Could you reproduce the records from the line with "Precision-ag module: please detect the small" up to and including the line with "xmin=438 ymin=0 xmax=526 ymax=54", renaming "Precision-ag module" to "Crop-mapping module" and leaving everything else unchanged?

--- start of LISTED ENTRIES ---

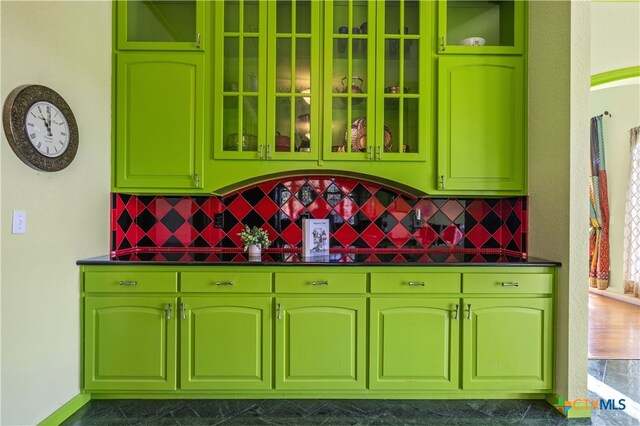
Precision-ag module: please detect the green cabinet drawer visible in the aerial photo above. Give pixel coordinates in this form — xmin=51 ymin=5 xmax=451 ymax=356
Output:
xmin=180 ymin=270 xmax=271 ymax=293
xmin=276 ymin=272 xmax=367 ymax=293
xmin=371 ymin=272 xmax=460 ymax=293
xmin=462 ymin=273 xmax=553 ymax=294
xmin=84 ymin=271 xmax=178 ymax=293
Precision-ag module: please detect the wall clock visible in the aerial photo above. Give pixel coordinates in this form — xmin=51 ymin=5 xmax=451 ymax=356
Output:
xmin=2 ymin=84 xmax=78 ymax=172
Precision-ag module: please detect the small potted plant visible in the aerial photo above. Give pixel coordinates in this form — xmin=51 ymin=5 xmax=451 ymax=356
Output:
xmin=238 ymin=225 xmax=271 ymax=260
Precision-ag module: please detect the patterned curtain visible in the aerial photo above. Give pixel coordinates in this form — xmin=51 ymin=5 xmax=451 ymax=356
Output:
xmin=589 ymin=115 xmax=609 ymax=290
xmin=623 ymin=126 xmax=640 ymax=297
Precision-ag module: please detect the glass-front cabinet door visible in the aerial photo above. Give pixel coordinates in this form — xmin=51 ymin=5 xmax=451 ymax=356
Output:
xmin=266 ymin=0 xmax=322 ymax=160
xmin=324 ymin=0 xmax=431 ymax=161
xmin=114 ymin=0 xmax=207 ymax=50
xmin=214 ymin=0 xmax=268 ymax=159
xmin=438 ymin=0 xmax=526 ymax=54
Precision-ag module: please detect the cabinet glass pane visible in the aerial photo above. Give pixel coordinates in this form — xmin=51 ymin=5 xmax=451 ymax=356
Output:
xmin=447 ymin=0 xmax=515 ymax=46
xmin=404 ymin=99 xmax=420 ymax=153
xmin=222 ymin=96 xmax=241 ymax=151
xmin=276 ymin=0 xmax=292 ymax=34
xmin=224 ymin=0 xmax=240 ymax=33
xmin=276 ymin=38 xmax=291 ymax=93
xmin=275 ymin=97 xmax=291 ymax=152
xmin=127 ymin=0 xmax=197 ymax=42
xmin=242 ymin=96 xmax=260 ymax=152
xmin=296 ymin=0 xmax=311 ymax=34
xmin=383 ymin=97 xmax=401 ymax=152
xmin=223 ymin=37 xmax=240 ymax=92
xmin=243 ymin=0 xmax=260 ymax=33
xmin=242 ymin=37 xmax=259 ymax=92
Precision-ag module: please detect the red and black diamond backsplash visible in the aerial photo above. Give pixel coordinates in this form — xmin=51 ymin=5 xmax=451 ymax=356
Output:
xmin=111 ymin=177 xmax=527 ymax=253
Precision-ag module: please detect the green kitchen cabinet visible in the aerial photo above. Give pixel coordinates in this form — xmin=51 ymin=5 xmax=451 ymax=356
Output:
xmin=113 ymin=0 xmax=207 ymax=50
xmin=180 ymin=296 xmax=272 ymax=390
xmin=113 ymin=52 xmax=206 ymax=193
xmin=275 ymin=296 xmax=366 ymax=390
xmin=369 ymin=297 xmax=460 ymax=390
xmin=437 ymin=55 xmax=527 ymax=194
xmin=323 ymin=0 xmax=432 ymax=161
xmin=438 ymin=0 xmax=526 ymax=55
xmin=462 ymin=297 xmax=554 ymax=392
xmin=83 ymin=296 xmax=177 ymax=391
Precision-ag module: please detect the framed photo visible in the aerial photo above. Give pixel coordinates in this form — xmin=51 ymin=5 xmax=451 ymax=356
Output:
xmin=302 ymin=219 xmax=329 ymax=257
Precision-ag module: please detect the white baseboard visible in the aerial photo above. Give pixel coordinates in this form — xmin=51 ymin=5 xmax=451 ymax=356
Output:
xmin=589 ymin=287 xmax=640 ymax=306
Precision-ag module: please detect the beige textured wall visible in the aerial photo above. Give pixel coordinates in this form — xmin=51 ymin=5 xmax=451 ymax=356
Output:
xmin=0 ymin=0 xmax=111 ymax=425
xmin=529 ymin=1 xmax=591 ymax=399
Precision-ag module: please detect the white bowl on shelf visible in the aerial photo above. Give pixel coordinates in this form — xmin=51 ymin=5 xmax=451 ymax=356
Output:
xmin=460 ymin=37 xmax=487 ymax=46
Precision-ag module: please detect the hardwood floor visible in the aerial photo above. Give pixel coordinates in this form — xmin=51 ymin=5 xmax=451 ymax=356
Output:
xmin=589 ymin=293 xmax=640 ymax=359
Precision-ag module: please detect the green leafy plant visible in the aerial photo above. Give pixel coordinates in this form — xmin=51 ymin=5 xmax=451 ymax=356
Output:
xmin=238 ymin=225 xmax=271 ymax=250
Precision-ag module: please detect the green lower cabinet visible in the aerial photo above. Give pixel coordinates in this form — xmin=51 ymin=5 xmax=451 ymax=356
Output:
xmin=84 ymin=296 xmax=177 ymax=391
xmin=180 ymin=297 xmax=272 ymax=390
xmin=369 ymin=298 xmax=460 ymax=390
xmin=462 ymin=297 xmax=553 ymax=392
xmin=275 ymin=297 xmax=366 ymax=390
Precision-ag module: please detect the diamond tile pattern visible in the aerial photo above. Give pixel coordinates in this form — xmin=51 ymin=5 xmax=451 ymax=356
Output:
xmin=110 ymin=176 xmax=528 ymax=256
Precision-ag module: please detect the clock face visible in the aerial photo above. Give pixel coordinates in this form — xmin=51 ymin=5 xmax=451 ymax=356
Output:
xmin=24 ymin=101 xmax=69 ymax=158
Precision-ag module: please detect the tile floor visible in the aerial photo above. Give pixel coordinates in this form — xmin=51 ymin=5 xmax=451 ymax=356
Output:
xmin=63 ymin=360 xmax=640 ymax=426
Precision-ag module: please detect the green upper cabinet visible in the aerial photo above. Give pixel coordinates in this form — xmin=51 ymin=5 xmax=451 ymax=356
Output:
xmin=209 ymin=0 xmax=273 ymax=160
xmin=323 ymin=0 xmax=431 ymax=161
xmin=84 ymin=296 xmax=177 ymax=391
xmin=114 ymin=52 xmax=205 ymax=192
xmin=437 ymin=56 xmax=527 ymax=194
xmin=114 ymin=0 xmax=207 ymax=50
xmin=438 ymin=0 xmax=526 ymax=55
xmin=462 ymin=297 xmax=553 ymax=392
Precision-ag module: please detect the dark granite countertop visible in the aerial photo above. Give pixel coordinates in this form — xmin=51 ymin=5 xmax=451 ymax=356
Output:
xmin=76 ymin=250 xmax=561 ymax=267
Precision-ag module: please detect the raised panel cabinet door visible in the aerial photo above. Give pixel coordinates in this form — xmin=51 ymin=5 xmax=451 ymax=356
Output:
xmin=180 ymin=297 xmax=271 ymax=390
xmin=114 ymin=0 xmax=207 ymax=50
xmin=84 ymin=297 xmax=177 ymax=391
xmin=462 ymin=298 xmax=553 ymax=392
xmin=369 ymin=298 xmax=460 ymax=390
xmin=437 ymin=56 xmax=526 ymax=193
xmin=275 ymin=297 xmax=366 ymax=390
xmin=115 ymin=52 xmax=205 ymax=190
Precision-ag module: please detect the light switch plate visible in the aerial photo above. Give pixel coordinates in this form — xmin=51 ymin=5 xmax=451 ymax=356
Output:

--- end of LISTED ENTRIES ---

**ANSWER FOR THIS EXERCISE**
Crop-mapping module: please detect the small potted plant visible in the aerial photo above. Give pixel coordinates in this form — xmin=51 ymin=5 xmax=451 ymax=356
Output:
xmin=238 ymin=225 xmax=271 ymax=260
Crop-mapping module: please detect the patterned curtain visible in the aerial photo above. Give pixel coordinates in this form — xmin=51 ymin=5 xmax=451 ymax=356
Output:
xmin=589 ymin=115 xmax=609 ymax=290
xmin=623 ymin=126 xmax=640 ymax=297
Crop-mapping module: please detect the glass-front cabinet door visible in the aerial photo above. Give pixel coordinates in this form — xmin=51 ymin=5 xmax=451 ymax=356
Output:
xmin=266 ymin=0 xmax=322 ymax=160
xmin=324 ymin=0 xmax=431 ymax=161
xmin=114 ymin=0 xmax=207 ymax=50
xmin=214 ymin=0 xmax=268 ymax=159
xmin=438 ymin=0 xmax=526 ymax=54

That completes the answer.